● SUPPLIED TEXT:
---*---
The following case report of altered skin pigmentation in response to pegylated interferon-beta-1a (Plegridy) is interesting. The is a potential mechanism in that interferon increases the expression of a receptor, called alpha-melanocyte-stimulating hormone (MSH), on the surface of cells. As PEG-IFN-beta has such a long plasma half-life it may even increase incidence for such cutaneous side effects particularly in dark-skinned patients. However, this mechanism does not explain why this person has depigmentation in the legs.
Coghe et al. Localized pigmentation disorder after subcutaneous pegylated interferon beta-1a injection. Mult Scler. 2017 Jul 1:1352458517708465.
We report the case of a 42-year-old female patient who developed peculiar skin lesions due to subcutaneous polyethylene glycol (PEG) interferon beta-1a. The dermatological examination showed hypochromic macules that had coalesced into a 10-cm-diameter patch. On the abdomen injection sites, there was a greyish diffuse hyperpigmentation arranged irregularly in annular macules. Fungal infection, vitiligo and pityriasis alba were excluded. After 6 months, the lesions had worsened. This is the first case of localized pigmentation disorder reported with interferon beta, and while the clinical findings are not ascribable to vitiligo or interferon-related facial/mucosal hyperpigmentation, they may partially share the underlying mechanisms.
|Figure from the MSJ.|
Gurguta et al. Tongue and skin hyperpigmentation during PEG-interferon-alpha/ribavirin therapy in dark-skinned non-Caucasian patients with chronic hepatitis C. Am J Gastroenterol. 2006 Jan;101(1):197-8.
Tsilika et al. Secondary hyperpigmentation during interferon alfa treatment for chronic hepatitis C virus infection. JAMA Dermatol. 2013 Jun;149(6):675-7. doi: 10.1001/jamadermatol.2013.1989.
---*---
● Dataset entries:
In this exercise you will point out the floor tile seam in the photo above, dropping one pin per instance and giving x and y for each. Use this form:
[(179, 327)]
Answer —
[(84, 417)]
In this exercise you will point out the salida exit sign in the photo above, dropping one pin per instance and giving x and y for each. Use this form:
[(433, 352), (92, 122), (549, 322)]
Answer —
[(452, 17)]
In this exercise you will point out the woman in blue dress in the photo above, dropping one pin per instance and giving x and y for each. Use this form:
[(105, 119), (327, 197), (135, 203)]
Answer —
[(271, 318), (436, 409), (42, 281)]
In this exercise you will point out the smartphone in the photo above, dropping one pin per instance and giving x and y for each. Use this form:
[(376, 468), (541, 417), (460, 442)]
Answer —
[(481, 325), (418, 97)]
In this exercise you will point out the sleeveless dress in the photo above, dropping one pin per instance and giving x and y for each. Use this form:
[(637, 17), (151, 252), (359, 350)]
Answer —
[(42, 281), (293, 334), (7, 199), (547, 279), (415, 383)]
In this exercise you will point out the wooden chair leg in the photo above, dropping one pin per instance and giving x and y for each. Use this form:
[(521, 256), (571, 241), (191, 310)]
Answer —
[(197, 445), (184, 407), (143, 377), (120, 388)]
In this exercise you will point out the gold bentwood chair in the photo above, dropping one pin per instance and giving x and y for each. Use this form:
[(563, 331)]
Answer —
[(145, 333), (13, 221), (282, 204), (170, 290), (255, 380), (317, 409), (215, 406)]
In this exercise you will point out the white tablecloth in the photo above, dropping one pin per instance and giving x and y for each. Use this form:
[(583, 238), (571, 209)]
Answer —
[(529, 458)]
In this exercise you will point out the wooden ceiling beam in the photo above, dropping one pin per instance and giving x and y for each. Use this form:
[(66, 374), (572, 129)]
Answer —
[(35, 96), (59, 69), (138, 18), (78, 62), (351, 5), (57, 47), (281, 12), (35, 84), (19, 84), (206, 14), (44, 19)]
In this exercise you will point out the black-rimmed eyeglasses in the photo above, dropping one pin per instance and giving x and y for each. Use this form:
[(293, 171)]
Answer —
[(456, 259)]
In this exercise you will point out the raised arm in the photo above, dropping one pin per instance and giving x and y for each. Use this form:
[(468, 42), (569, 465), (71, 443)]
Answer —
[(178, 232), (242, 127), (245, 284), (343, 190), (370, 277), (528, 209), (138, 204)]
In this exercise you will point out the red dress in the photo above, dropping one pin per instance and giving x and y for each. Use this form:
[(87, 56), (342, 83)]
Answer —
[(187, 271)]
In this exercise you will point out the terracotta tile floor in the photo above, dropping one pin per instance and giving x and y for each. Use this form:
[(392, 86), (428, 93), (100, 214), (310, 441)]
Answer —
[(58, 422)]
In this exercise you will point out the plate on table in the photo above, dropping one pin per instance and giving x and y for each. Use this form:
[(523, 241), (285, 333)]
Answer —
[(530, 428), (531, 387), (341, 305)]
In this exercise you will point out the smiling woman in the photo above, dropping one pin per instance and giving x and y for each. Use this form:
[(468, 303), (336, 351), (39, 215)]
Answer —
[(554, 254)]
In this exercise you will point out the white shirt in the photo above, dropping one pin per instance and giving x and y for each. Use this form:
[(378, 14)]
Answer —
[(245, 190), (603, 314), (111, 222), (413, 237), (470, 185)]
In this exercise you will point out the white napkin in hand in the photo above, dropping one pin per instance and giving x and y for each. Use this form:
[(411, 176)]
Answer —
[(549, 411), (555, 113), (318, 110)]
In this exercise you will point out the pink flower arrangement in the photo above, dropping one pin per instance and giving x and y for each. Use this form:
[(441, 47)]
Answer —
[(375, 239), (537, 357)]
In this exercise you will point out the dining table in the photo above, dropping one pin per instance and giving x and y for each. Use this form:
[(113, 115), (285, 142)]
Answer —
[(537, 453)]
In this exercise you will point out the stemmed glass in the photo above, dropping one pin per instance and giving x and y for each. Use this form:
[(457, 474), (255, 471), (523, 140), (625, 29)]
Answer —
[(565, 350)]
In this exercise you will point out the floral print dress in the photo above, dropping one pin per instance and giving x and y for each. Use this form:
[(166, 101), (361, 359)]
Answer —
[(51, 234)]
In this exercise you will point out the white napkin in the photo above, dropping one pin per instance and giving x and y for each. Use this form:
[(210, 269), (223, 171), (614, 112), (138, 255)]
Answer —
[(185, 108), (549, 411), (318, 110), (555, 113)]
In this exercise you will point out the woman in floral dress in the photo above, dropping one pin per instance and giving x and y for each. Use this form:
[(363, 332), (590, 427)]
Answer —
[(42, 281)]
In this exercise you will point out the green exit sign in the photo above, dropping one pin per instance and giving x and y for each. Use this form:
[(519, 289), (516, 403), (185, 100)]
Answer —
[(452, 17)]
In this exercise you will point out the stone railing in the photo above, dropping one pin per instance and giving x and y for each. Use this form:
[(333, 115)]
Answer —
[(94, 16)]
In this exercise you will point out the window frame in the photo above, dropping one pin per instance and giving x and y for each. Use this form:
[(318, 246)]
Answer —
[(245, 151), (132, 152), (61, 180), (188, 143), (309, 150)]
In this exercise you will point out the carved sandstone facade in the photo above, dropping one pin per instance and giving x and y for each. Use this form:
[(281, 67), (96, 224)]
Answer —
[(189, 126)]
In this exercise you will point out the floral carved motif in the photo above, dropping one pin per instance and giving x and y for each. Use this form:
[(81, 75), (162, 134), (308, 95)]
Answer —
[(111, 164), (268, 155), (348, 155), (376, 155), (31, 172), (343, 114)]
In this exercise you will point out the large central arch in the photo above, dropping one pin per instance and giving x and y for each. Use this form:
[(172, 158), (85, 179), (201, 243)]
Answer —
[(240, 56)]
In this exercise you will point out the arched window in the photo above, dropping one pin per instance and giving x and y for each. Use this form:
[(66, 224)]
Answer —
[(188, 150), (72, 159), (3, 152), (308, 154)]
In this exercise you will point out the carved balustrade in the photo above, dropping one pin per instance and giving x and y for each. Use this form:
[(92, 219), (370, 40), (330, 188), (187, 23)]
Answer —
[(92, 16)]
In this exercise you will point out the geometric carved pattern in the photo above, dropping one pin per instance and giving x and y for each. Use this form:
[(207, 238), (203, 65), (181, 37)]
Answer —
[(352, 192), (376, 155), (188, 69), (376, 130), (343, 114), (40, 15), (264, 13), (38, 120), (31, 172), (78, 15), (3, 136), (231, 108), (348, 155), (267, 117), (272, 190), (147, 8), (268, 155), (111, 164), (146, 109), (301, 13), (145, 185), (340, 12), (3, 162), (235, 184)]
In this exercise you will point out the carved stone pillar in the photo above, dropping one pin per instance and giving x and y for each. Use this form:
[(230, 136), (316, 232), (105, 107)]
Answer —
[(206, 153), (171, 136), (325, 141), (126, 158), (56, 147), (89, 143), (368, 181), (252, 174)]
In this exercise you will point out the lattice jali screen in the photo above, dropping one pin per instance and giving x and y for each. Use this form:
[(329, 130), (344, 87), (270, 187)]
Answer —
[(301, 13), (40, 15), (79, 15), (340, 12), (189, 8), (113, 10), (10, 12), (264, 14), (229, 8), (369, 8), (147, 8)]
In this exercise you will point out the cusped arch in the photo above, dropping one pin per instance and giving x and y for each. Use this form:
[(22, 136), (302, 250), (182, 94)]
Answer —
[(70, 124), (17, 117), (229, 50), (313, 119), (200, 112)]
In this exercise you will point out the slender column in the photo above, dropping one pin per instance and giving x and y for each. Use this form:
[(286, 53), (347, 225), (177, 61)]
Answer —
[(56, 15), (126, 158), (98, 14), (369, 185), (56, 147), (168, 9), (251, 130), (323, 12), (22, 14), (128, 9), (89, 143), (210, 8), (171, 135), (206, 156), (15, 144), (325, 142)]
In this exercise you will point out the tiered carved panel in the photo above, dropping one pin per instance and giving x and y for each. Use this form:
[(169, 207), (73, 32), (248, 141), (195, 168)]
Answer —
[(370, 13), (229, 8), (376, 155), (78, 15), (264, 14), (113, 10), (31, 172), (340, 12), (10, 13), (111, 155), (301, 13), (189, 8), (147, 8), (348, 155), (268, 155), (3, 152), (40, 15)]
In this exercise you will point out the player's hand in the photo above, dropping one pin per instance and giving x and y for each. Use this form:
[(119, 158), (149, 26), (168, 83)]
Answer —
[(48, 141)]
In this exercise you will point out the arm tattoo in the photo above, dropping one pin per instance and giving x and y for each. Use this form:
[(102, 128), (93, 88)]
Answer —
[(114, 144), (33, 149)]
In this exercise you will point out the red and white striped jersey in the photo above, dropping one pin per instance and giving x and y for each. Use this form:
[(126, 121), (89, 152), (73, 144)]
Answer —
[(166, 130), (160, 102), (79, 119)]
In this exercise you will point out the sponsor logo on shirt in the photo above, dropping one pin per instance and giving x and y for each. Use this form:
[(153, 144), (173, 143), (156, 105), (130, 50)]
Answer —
---*---
● TASK REQUIREMENTS: Which conditions does the text on skin pigmentation after pegylated interferon beta-1a say were excluded in the reported patient?

● YOUR RESPONSE: Fungal infection, vitiligo and pityriasis alba were excluded.